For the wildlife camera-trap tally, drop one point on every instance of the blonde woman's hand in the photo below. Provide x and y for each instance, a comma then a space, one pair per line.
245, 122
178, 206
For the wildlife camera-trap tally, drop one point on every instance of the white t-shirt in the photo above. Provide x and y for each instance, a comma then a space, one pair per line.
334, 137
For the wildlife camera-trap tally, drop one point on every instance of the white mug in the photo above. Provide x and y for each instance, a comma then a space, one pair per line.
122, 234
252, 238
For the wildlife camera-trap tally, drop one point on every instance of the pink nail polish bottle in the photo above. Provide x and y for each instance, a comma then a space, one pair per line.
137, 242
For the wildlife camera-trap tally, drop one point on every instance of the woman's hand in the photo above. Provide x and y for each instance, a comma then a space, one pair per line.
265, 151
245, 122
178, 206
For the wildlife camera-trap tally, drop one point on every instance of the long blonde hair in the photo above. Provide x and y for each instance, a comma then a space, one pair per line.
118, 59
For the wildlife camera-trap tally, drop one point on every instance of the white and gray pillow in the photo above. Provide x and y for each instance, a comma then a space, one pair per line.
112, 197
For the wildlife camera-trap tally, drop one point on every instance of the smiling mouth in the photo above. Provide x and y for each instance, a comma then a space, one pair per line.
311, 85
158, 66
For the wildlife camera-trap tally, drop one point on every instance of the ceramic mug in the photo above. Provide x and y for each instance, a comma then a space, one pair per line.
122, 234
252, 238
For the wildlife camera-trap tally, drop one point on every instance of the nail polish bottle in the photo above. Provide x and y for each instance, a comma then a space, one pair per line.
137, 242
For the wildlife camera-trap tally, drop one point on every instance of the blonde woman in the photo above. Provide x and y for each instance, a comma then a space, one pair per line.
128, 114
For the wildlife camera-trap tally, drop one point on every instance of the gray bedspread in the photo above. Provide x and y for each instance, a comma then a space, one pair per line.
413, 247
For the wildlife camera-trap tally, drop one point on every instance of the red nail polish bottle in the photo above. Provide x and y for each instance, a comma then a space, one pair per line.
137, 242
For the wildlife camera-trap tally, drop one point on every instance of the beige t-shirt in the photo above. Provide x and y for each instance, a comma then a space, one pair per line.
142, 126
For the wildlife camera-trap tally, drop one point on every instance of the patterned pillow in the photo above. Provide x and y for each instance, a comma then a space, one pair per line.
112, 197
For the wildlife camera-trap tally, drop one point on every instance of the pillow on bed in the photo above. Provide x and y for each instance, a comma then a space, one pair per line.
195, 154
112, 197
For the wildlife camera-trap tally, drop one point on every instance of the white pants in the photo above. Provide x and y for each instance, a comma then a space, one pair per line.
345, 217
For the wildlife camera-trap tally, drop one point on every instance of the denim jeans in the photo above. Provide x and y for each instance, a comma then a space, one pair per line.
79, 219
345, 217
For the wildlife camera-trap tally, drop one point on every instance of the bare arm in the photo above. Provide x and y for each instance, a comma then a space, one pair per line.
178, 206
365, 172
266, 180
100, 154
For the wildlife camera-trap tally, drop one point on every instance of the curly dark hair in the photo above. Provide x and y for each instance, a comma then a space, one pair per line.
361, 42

» Instructions for the task
Print all of the material above again, word for word and line for line, changing nothing.

» Solution for this problem
For the wildlife camera-trap tally, drop one point on every instance of the blonde woman's hand in the photo below. Provide x and y for each instance, a comma then a space, one pair per line.
245, 122
178, 206
For the wildlife camera-trap tally, drop one point on every instance of the white t-shirt in the photo above. Provide x and y for each instance, a comma then a space, one pair per line.
334, 137
For the wildlife camera-trap tally, drop one point on every instance of the white mug in the photo above. Provide x and y for each instance, a comma then a space, one pair per line.
122, 234
252, 238
For the wildlife camera-trap tally, drop one point on every instance of the pink nail polish bottle in the photo above. Provide x and y for each instance, a comma then a space, one pair per line.
137, 242
For the wildlife camera-trap tally, drop one point on every instance of the woman's hand in the photo above. Provide x and y for each instance, a comma then a space, one pair per line.
265, 151
245, 122
178, 206
For the wildlife camera-trap tally, drop one point on every instance of the long blonde hair in the photo above. Provide x and y for each instance, a comma then a space, one pair per line.
118, 59
For the wildlife camera-trap tally, drop one point on every instance of the white and gray pillow in the photo above. Provide x and y for each instance, a comma then a space, one pair per line.
112, 197
For the wildlife camera-trap tally, drop one point on every instance of the smiling mouth in the photo above. Provide x and y for each instance, a comma then a space, one pair per line.
311, 85
158, 66
For the wildlife camera-trap tally, drop one point on every instance of the ceramic mug in the photo above. Provide x and y for each instance, a comma then a space, one pair per line.
122, 234
252, 238
For the wildlife camera-trap tally, drop one point on every instance of the nail polish bottle in the photo above. Provide x and y for each instance, a comma then a space, one pair per line.
137, 242
For the wildlife camera-trap tally, drop one point on every instance of the blonde woman in the photo above. Provide x and y for each instance, a comma then a space, one pair per line.
128, 114
For the wildlife camera-trap tally, drop one point on every instance of the gray bedspread in the photo above. Provide x and y for each instance, a comma then a space, one pair per line.
413, 247
For the wildlife camera-trap tally, drop one point on every instance of the red nail polish bottle in the photo above. Provide x and y for each instance, a comma then a space, one pair per line.
137, 242
For the wildlife camera-trap tally, drop one point on every instance of the beige t-shirt in the photo above. Provide x and y for each instance, a comma then a space, one pair per line.
142, 126
For the wildlife camera-trap tally, drop one point on every instance of the patterned pillow in the photo above. Provide x and y for each instance, a comma then a space, one pair per line.
112, 197
For the wildlife camera-trap tally, drop one point on every instance of the pillow on bed in the photo above. Provide x and y for each instance, a comma then a space, one pair per line.
195, 154
112, 197
For the wildlife camera-trap tally, drop one point on every instance of the white pants in the photo above. Provide x and y for each instance, a comma then a space, one pair per line.
345, 217
For the wildlife camera-trap tally, drop one point on every instance of the denim jeans in the photo above. Provide x and y for each instance, a comma then a space, one pair per line.
79, 219
345, 217
For the wildlife camera-trap tally, drop one point on every instance of the bare arm in the photo above. Provide x and y for each instance, a comma then a space, one pair per line.
178, 206
365, 172
266, 180
100, 154
For the wildlife camera-trap tally, drop one point on every instance of the curly dark hair in the photo above. Provide x and y for each instance, a comma then a space, one pair per line.
361, 42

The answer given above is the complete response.